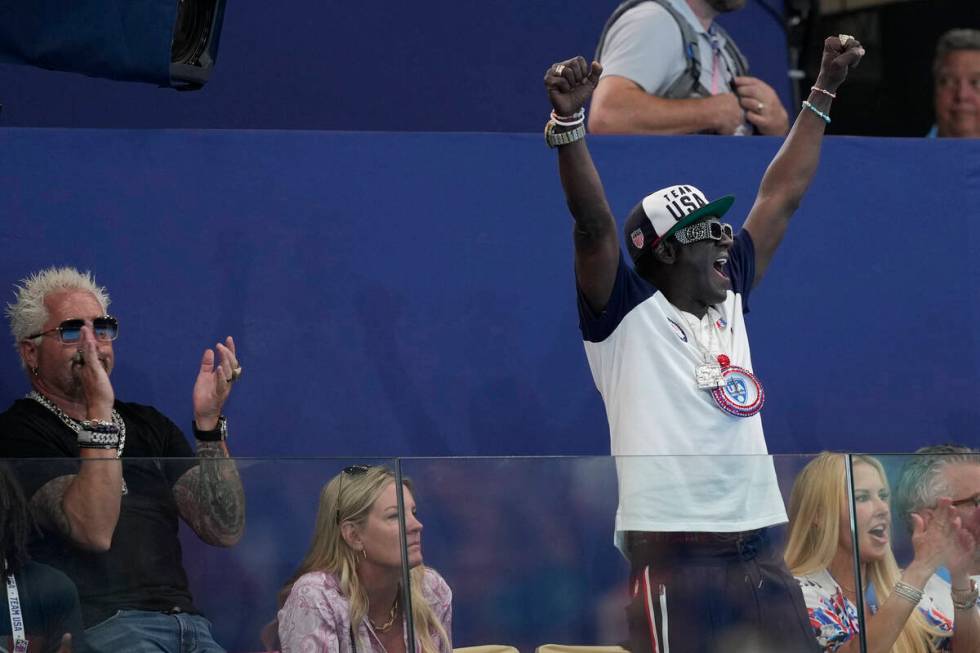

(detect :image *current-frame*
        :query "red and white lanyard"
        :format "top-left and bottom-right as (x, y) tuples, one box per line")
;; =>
(4, 565), (27, 653)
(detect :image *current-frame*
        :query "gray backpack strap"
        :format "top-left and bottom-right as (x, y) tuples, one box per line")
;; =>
(595, 0), (709, 99)
(714, 23), (749, 77)
(595, 0), (749, 99)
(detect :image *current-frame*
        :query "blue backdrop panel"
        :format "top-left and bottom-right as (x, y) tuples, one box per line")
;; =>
(0, 0), (177, 83)
(0, 129), (980, 456)
(0, 0), (790, 132)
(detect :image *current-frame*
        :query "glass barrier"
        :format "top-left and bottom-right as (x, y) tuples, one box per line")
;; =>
(0, 454), (980, 653)
(838, 445), (980, 651)
(399, 456), (849, 652)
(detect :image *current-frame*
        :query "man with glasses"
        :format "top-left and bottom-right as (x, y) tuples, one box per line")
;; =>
(0, 268), (245, 653)
(545, 35), (864, 653)
(895, 444), (980, 612)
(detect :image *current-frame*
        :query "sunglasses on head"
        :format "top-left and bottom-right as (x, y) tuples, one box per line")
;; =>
(337, 465), (371, 524)
(674, 220), (735, 245)
(27, 315), (119, 344)
(951, 494), (980, 508)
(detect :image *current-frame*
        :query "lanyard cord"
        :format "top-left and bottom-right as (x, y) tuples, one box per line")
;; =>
(4, 561), (27, 653)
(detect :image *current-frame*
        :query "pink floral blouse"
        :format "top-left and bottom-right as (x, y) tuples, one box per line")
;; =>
(279, 569), (453, 653)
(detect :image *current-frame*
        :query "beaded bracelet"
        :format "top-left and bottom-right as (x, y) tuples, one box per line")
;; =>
(803, 100), (830, 125)
(949, 580), (980, 610)
(810, 86), (837, 100)
(78, 429), (119, 449)
(895, 581), (923, 605)
(551, 108), (585, 127)
(82, 419), (119, 435)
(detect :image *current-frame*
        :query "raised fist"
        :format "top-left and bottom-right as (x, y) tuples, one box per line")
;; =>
(817, 34), (864, 93)
(544, 57), (602, 116)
::::::
*TASK REQUIREMENTS:* Copy the listing above word for word, omitting the pictures.

*SOLUTION TO THE PROBLEM:*
(detect :image *current-frame*
        :query "red and white lanyard"
        :format "top-left and bottom-right as (x, y) tuples, one box per line")
;; =>
(4, 565), (27, 653)
(detect :image *current-frame*
        :query "gray backpack strap"
        :format "top-left and bottom-right as (x, y) tuples, one box per line")
;; =>
(595, 0), (709, 99)
(714, 23), (749, 77)
(595, 0), (749, 99)
(detect :image *current-frame*
        :query "blue backdrop panel"
        :format "top-left and bottom-right as (x, y) tuples, one box per line")
;; =>
(0, 0), (177, 83)
(0, 129), (980, 456)
(0, 0), (790, 132)
(detect :image *current-frame*
        :query "glass barrier"
        :format "top-left and bottom-right as (x, y) tuples, one box per line")
;; =>
(0, 454), (980, 653)
(838, 445), (980, 651)
(399, 456), (849, 652)
(detect :image *current-frame*
        :query "man with glasses"
        :format "top-left and bottom-right as (x, y) tuples, one box per line")
;; =>
(0, 268), (245, 653)
(545, 35), (864, 653)
(895, 444), (980, 612)
(detect :image *current-frame*
        :query "sunglasses on head"
        :format "top-left and bottom-right as (x, y) tuples, one box per line")
;; =>
(337, 465), (371, 524)
(674, 220), (735, 245)
(27, 315), (119, 344)
(951, 494), (980, 508)
(detect :image *current-frame*
        :query "lanyard cord"
        :format "top-left and bottom-right as (x, y) tuples, one box per line")
;; =>
(4, 561), (27, 653)
(detect :image *current-frame*
        :query "pink floral blouse"
        :format "top-left and bottom-right as (x, y) tuples, one box per line")
;; =>
(279, 569), (453, 653)
(detect :image *current-frame*
        :query "beaded bracelet"
        :format "top-left and bottom-right as (x, y) tuples, one box per line")
;; =>
(803, 100), (830, 125)
(949, 580), (980, 610)
(810, 86), (837, 100)
(78, 429), (119, 449)
(895, 581), (923, 605)
(551, 108), (585, 127)
(82, 419), (119, 435)
(detect :image *current-frame*
        :query "raised fist"
        :format "top-left and bottom-right as (x, y) tuples, one box per line")
;; =>
(817, 34), (864, 93)
(544, 57), (602, 116)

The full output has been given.